> _Work instructions_:
1 - Duplicate the stretch of the CNN transcript from "MANU RAJU, CNN" through "of the (INAUDIBLE).".
2 - According to the CNN transcript, who is now the acting attorney general?
3 - Write the next part of the CNN transcript, picking up after its final sentence.
##### Selected text #####
MANU RAJU, CNN SENIOR CONGRESSIONAL CORRESPONDENT: And the real -- the difficult part for people who want to stay or to attract the new talent is you're going to be dragged to Capitol Hill and have to answer a lot of questions about very difficult topics that are going to put you in a lot of hot water. And in addition to all the turmoil and the chaos and the back biting, the leaking and potentially getting fired, not by the president but to one of his aides, by just having to deal with the subpoena threats and fighting that with the new Democratic House, that's a difficult task for a lot of the (INAUDIBLE).

KING: Case in point -- case in point, he did, the morning after the election, fire his attorney general, told him to get out and get out today. He elevates his chief of staff, who's now the acting attorney general, Matthew Whitaker, on the House side, which, in January, will have subpoena power. You've had Eric Swalwell saying this is an assassin brought in to kill the Mueller investigation.

Now, we don't know if that's true. We don't know if that's fair to Mr. Whitaker. Let's see what happens as it plays out.
##### Dataset #####
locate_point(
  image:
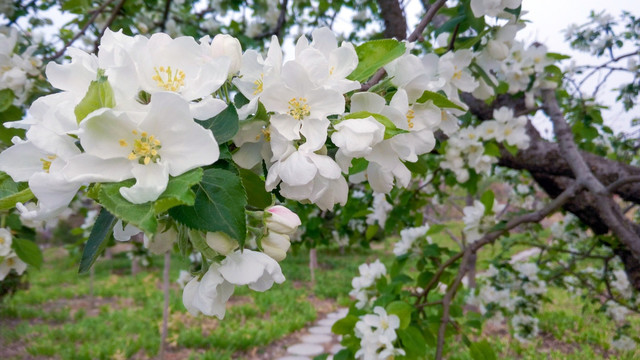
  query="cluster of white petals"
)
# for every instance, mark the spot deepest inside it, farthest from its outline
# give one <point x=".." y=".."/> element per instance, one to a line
<point x="377" y="332"/>
<point x="209" y="295"/>
<point x="363" y="284"/>
<point x="17" y="70"/>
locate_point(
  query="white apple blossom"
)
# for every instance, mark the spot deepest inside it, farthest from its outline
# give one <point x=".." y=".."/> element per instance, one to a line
<point x="221" y="242"/>
<point x="281" y="220"/>
<point x="5" y="242"/>
<point x="148" y="147"/>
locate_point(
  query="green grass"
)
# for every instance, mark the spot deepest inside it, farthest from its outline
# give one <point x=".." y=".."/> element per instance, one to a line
<point x="53" y="317"/>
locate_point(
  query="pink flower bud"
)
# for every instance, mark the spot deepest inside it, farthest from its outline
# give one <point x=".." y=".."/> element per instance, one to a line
<point x="282" y="220"/>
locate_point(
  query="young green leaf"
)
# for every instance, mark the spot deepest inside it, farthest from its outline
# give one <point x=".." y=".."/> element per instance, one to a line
<point x="219" y="205"/>
<point x="224" y="126"/>
<point x="97" y="239"/>
<point x="373" y="55"/>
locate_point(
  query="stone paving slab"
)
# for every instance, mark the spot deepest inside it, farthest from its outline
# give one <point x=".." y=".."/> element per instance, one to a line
<point x="306" y="349"/>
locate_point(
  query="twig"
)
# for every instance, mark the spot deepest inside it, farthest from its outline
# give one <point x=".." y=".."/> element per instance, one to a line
<point x="80" y="33"/>
<point x="110" y="21"/>
<point x="165" y="15"/>
<point x="279" y="25"/>
<point x="433" y="9"/>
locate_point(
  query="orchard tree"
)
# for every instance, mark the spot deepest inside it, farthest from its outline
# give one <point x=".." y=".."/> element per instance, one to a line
<point x="185" y="123"/>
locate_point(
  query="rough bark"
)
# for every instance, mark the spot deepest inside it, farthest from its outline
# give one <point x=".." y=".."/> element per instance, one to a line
<point x="395" y="25"/>
<point x="543" y="159"/>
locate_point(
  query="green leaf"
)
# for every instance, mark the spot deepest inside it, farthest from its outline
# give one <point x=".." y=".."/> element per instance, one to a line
<point x="482" y="351"/>
<point x="439" y="100"/>
<point x="219" y="206"/>
<point x="371" y="231"/>
<point x="97" y="239"/>
<point x="390" y="129"/>
<point x="373" y="55"/>
<point x="491" y="149"/>
<point x="487" y="199"/>
<point x="413" y="342"/>
<point x="6" y="99"/>
<point x="28" y="251"/>
<point x="99" y="95"/>
<point x="358" y="165"/>
<point x="345" y="326"/>
<point x="178" y="191"/>
<point x="253" y="184"/>
<point x="436" y="228"/>
<point x="224" y="126"/>
<point x="402" y="310"/>
<point x="140" y="215"/>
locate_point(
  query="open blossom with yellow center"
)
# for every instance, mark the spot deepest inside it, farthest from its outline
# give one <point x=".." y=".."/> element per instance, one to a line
<point x="46" y="162"/>
<point x="167" y="79"/>
<point x="116" y="148"/>
<point x="410" y="116"/>
<point x="145" y="148"/>
<point x="298" y="108"/>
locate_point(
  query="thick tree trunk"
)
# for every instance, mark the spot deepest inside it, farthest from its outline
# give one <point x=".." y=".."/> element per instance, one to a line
<point x="395" y="25"/>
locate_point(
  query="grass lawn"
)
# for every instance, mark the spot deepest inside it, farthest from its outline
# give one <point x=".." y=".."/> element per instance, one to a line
<point x="55" y="318"/>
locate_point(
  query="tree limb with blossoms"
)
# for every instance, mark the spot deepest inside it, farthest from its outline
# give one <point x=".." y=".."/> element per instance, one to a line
<point x="190" y="128"/>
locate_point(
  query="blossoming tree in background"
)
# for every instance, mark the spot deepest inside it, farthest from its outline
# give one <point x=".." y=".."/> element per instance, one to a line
<point x="171" y="117"/>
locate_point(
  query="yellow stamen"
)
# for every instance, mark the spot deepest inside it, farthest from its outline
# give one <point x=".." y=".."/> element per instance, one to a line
<point x="166" y="79"/>
<point x="410" y="116"/>
<point x="298" y="108"/>
<point x="259" y="83"/>
<point x="144" y="149"/>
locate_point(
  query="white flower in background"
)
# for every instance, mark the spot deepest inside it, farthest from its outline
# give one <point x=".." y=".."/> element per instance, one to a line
<point x="208" y="295"/>
<point x="377" y="333"/>
<point x="276" y="245"/>
<point x="492" y="7"/>
<point x="252" y="268"/>
<point x="408" y="238"/>
<point x="380" y="210"/>
<point x="281" y="220"/>
<point x="624" y="343"/>
<point x="5" y="242"/>
<point x="617" y="312"/>
<point x="221" y="242"/>
<point x="11" y="262"/>
<point x="356" y="137"/>
<point x="148" y="147"/>
<point x="327" y="64"/>
<point x="525" y="327"/>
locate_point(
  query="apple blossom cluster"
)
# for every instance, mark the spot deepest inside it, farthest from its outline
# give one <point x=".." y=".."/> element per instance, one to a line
<point x="377" y="333"/>
<point x="17" y="70"/>
<point x="363" y="285"/>
<point x="515" y="293"/>
<point x="9" y="260"/>
<point x="408" y="243"/>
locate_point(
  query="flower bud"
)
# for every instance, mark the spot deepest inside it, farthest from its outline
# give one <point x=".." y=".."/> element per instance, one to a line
<point x="5" y="242"/>
<point x="221" y="242"/>
<point x="498" y="50"/>
<point x="282" y="220"/>
<point x="276" y="245"/>
<point x="227" y="45"/>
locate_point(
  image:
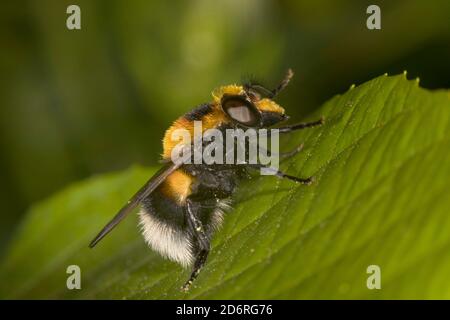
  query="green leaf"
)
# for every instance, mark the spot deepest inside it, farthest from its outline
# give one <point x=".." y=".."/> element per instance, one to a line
<point x="382" y="169"/>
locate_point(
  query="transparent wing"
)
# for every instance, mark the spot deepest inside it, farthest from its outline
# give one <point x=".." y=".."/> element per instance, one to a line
<point x="144" y="192"/>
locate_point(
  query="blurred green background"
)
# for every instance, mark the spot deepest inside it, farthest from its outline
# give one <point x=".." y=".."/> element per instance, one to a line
<point x="83" y="102"/>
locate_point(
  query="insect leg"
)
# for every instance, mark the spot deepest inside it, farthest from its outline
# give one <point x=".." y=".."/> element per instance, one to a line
<point x="281" y="174"/>
<point x="202" y="243"/>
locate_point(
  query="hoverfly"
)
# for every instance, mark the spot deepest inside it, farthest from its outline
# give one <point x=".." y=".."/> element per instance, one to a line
<point x="182" y="205"/>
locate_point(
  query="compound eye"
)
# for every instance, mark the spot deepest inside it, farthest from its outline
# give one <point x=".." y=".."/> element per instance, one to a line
<point x="241" y="110"/>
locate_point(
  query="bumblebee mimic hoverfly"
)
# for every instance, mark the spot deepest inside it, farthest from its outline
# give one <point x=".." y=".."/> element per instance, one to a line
<point x="183" y="204"/>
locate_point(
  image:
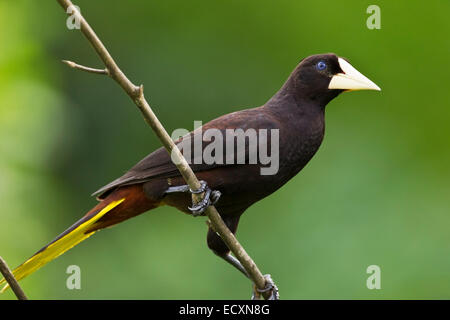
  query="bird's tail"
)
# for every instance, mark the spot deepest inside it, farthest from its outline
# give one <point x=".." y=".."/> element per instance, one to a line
<point x="100" y="216"/>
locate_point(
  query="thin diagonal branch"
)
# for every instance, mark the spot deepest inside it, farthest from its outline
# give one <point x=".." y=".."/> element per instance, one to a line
<point x="136" y="93"/>
<point x="87" y="69"/>
<point x="9" y="277"/>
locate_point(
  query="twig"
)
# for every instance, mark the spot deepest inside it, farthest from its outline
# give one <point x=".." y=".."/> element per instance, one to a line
<point x="136" y="93"/>
<point x="87" y="69"/>
<point x="9" y="277"/>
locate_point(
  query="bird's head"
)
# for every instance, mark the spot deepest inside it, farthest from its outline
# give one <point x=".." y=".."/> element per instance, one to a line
<point x="322" y="77"/>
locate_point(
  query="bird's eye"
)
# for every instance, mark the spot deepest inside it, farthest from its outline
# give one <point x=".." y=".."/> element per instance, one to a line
<point x="321" y="65"/>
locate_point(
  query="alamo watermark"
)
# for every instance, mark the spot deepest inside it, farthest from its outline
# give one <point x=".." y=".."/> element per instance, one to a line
<point x="73" y="21"/>
<point x="374" y="20"/>
<point x="229" y="146"/>
<point x="74" y="279"/>
<point x="374" y="280"/>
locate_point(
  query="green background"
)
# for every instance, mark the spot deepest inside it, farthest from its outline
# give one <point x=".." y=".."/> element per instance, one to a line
<point x="377" y="192"/>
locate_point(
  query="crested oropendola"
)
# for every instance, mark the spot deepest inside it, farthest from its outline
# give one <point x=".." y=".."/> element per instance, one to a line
<point x="296" y="111"/>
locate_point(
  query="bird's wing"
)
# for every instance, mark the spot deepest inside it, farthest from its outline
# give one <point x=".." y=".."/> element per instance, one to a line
<point x="158" y="164"/>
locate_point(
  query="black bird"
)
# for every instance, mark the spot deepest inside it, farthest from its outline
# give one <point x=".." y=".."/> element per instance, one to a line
<point x="295" y="112"/>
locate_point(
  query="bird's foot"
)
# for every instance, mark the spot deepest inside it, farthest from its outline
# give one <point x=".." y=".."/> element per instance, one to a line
<point x="270" y="287"/>
<point x="210" y="198"/>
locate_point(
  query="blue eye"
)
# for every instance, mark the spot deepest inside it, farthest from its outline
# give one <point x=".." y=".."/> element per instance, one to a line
<point x="321" y="65"/>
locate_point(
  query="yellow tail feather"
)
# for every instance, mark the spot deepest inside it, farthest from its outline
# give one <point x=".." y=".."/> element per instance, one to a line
<point x="58" y="247"/>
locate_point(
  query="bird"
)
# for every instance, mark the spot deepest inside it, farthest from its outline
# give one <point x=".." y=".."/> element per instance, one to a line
<point x="296" y="116"/>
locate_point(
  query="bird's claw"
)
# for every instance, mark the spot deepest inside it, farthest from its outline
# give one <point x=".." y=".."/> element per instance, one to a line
<point x="210" y="197"/>
<point x="270" y="286"/>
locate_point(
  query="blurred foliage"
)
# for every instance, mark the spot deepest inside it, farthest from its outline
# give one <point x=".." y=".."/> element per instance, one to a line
<point x="377" y="192"/>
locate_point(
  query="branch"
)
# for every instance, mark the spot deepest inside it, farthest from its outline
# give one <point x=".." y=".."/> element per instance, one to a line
<point x="136" y="93"/>
<point x="9" y="277"/>
<point x="87" y="69"/>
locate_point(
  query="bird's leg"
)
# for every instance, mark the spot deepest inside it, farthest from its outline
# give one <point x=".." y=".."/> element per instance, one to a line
<point x="210" y="197"/>
<point x="270" y="286"/>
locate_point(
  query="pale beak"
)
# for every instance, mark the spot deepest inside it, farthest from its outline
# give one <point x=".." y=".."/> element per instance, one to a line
<point x="351" y="79"/>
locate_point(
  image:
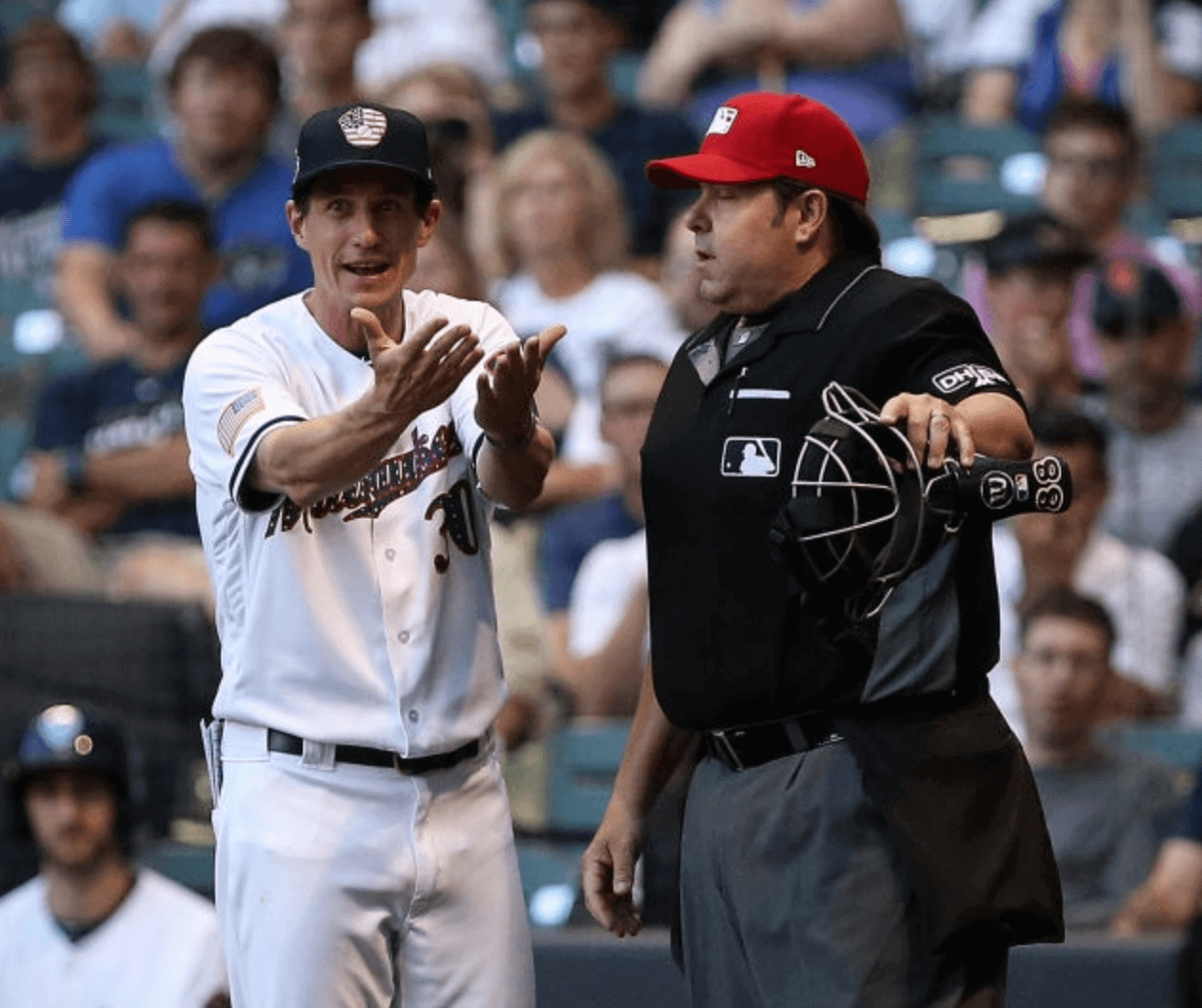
#####
> _The replies_:
1 -
MANU RAJU, CNN SENIOR CONGRESSIONAL CORRESPONDENT: And the real -- the difficult part for people who want to stay or to attract the new talent is you're going to be dragged to Capitol Hill and have to answer a lot of questions about very difficult topics that are going to put you in a lot of hot water. And in addition to all the turmoil and the chaos and the back biting, the leaking and potentially getting fired, not by the president but to one of his aides, by just having to deal with the subpoena threats and fighting that with the new Democratic House, that's a difficult task for a lot of the (INAUDIBLE).

2 - Matthew Whitaker

3 -
You just had an interview, Democrats on the Senate side, they don't have as much power, but they have the same questions.


SEN. RON WYDEN (D), OREGON: Certainly no significant action under Whitaker's authority should be taken at the department. We're going to push very hard through a variety of different approaches because this is a bottom line question. This is a question about whether Donald Trump is above the law.


KING: Now, they don't think the appointment is legal. There's going to be a dispute. The lawyers will handle that, just like they seem to handle everything after the elections. The lawyers will get involved in that. But then there's the question of, you know, is he being brought into somehow reign in or quash Mueller.

RAJU: Yes. And how do the Democrats respond? One thing that I was trying to push Wyden on was how far will they go to demand the protect Mueller legislation that passes in the Judiciary Committee that would make it harder to dismiss a special counsel. There's some talk among the Democrats to add that to a must pass spending bill to avoid a government shutdown. It needs to be accomplished by early December. Wyden would not go that far, other Democrats would not go that far, risking the threat of a possible shutdown. So there's going to be a lot of talk at the moment. What they can actually do is a different question.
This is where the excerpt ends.